━━━━━ TASK INPUT

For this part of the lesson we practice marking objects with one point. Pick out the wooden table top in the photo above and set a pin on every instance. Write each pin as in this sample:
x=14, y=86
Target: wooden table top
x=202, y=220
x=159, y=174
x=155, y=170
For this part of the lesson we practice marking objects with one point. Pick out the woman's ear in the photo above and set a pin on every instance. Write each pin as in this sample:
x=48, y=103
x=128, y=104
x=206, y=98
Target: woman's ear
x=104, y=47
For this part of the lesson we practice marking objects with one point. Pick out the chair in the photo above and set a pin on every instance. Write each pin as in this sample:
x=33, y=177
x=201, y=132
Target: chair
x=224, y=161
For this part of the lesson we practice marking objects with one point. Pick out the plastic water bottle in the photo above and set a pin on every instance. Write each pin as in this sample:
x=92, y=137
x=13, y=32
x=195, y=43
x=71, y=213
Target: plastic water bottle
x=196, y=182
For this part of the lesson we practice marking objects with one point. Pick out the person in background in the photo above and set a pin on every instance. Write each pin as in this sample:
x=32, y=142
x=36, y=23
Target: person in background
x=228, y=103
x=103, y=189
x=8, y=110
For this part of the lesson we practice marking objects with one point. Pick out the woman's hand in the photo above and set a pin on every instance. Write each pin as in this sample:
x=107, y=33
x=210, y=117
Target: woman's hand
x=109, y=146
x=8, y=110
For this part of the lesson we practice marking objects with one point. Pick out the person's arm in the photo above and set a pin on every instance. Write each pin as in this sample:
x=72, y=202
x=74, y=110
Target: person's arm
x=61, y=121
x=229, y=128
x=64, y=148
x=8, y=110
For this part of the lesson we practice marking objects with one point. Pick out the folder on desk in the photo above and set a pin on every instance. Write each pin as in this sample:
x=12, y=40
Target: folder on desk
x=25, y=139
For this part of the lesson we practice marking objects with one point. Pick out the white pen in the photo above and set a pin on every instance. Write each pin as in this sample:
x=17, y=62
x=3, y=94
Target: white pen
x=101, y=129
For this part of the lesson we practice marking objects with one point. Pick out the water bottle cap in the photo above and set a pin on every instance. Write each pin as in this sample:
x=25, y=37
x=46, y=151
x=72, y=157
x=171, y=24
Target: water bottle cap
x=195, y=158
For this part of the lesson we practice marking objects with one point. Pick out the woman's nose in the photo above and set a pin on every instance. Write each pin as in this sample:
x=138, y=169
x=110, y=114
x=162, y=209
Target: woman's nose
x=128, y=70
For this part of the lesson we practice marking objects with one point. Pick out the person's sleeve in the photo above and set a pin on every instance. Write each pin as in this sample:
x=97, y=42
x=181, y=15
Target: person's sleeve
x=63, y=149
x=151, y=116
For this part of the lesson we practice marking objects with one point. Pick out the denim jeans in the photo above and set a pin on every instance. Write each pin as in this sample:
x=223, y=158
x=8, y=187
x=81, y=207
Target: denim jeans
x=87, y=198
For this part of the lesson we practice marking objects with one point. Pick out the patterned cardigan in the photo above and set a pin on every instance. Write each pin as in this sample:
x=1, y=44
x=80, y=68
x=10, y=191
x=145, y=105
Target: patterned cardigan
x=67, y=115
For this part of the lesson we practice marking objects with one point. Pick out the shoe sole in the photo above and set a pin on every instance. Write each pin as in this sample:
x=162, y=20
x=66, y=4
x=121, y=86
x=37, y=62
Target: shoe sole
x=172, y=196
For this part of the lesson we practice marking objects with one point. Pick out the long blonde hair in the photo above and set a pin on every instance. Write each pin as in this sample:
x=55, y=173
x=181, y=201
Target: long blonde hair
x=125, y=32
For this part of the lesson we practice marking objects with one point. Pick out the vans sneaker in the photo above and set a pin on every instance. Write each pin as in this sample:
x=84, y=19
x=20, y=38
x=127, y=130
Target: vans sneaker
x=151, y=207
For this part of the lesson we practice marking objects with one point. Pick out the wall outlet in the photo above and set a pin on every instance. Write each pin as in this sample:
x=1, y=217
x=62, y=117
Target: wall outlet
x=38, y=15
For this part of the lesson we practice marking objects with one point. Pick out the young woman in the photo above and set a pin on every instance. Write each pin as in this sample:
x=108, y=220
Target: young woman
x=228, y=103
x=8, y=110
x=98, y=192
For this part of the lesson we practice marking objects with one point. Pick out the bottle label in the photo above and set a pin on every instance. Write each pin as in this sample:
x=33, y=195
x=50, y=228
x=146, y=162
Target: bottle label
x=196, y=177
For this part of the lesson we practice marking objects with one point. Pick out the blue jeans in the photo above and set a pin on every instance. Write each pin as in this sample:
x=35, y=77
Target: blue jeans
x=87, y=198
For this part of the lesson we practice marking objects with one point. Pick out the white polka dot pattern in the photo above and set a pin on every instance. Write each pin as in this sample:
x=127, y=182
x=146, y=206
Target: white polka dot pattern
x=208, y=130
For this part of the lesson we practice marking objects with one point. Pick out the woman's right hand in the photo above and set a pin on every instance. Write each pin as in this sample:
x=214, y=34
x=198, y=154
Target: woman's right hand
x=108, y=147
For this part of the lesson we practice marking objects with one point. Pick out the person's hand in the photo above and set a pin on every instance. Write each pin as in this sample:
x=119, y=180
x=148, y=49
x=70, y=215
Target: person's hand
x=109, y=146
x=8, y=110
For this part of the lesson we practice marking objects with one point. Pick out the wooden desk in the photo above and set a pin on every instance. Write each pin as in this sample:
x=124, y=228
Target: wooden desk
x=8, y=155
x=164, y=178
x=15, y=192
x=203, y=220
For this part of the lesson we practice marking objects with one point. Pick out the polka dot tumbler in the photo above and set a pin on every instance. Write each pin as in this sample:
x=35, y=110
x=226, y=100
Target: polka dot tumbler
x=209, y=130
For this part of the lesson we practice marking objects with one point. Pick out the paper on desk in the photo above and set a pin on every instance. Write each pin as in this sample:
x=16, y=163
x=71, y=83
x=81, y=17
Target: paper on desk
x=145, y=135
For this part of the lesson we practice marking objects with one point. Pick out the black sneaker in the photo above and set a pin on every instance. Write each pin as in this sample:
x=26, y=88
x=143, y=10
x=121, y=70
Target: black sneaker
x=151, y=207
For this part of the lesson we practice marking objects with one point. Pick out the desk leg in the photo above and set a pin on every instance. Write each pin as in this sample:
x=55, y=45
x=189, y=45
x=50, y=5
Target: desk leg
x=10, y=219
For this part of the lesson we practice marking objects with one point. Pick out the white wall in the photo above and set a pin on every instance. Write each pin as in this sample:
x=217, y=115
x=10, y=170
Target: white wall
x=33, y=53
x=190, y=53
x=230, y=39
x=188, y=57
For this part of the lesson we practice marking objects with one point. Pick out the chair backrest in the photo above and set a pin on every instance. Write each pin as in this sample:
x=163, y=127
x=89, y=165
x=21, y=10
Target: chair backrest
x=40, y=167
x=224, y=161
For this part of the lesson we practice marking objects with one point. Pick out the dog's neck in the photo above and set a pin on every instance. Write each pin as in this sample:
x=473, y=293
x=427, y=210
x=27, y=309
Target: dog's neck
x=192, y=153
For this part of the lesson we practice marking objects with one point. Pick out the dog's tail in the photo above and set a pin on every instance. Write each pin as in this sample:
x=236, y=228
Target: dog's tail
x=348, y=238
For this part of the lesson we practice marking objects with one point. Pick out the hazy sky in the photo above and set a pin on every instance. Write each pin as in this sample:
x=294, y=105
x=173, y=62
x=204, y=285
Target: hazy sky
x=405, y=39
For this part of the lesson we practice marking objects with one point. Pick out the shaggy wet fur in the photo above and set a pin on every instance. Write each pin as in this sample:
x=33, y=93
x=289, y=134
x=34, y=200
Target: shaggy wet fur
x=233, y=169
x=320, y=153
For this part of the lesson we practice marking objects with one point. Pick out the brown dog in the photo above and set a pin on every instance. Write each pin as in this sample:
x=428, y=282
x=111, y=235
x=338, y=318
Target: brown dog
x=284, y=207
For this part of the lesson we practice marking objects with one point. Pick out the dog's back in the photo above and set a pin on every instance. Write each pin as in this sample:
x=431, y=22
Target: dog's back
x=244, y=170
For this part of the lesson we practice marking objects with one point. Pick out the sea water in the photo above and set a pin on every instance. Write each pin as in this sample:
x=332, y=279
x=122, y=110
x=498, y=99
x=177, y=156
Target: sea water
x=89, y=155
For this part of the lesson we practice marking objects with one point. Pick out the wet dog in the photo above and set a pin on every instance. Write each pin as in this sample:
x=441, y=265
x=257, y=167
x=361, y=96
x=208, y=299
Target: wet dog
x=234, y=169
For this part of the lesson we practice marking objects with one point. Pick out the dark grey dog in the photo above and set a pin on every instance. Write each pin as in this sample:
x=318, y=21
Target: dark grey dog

━━━━━━━━━━

**WHAT YOU NEED TO DO**
Repeat the line that contains "out the hazy", then every line after it until the records end, with nothing added.

**TASK SOLUTION**
For this part of the lesson we practice marking objects with one point. Pick out the hazy sky in the photo above and set a pin on every instance. Write each pin as in this sample:
x=294, y=105
x=173, y=62
x=204, y=285
Target: hazy sky
x=405, y=39
For this part of the lesson we practice marking objects with one point. Pick out the shaggy wet fur in the photo above and set a pin on every instance. Write each pin as in this sample:
x=33, y=93
x=289, y=134
x=34, y=200
Target: shaggy wet fur
x=233, y=169
x=320, y=153
For this part of the lesson we practice marking objects with one point. Pick out the brown dog in the photo above and set a pin on every instance. Write each pin as in this sample:
x=428, y=282
x=111, y=235
x=338, y=318
Target: brown dog
x=284, y=207
For this part of the lesson we practice marking objects with one point. Pick out the dog's back in the photo above and set a pin on every instance. Write each pin as in this sample:
x=431, y=22
Target: dog's back
x=244, y=170
For this part of the lesson we practice marking objects with one point. Pick out the sea water in the photo above and set a pin on every instance. Write each pin as in this sample:
x=332, y=279
x=122, y=110
x=498, y=99
x=177, y=156
Target: sea water
x=89, y=155
For this part of the lesson we practice marking objects with one point. Pick out the wet dog in the photo above and set a pin on every instance. Write each pin as in this sample:
x=441, y=265
x=257, y=167
x=361, y=96
x=208, y=299
Target: wet dog
x=234, y=169
For this part of the lesson we practice marking objects with one point. Pick out the dark grey dog in the photo above and set a pin on every instance. Write each pin as in this sample:
x=318, y=21
Target: dark grey dog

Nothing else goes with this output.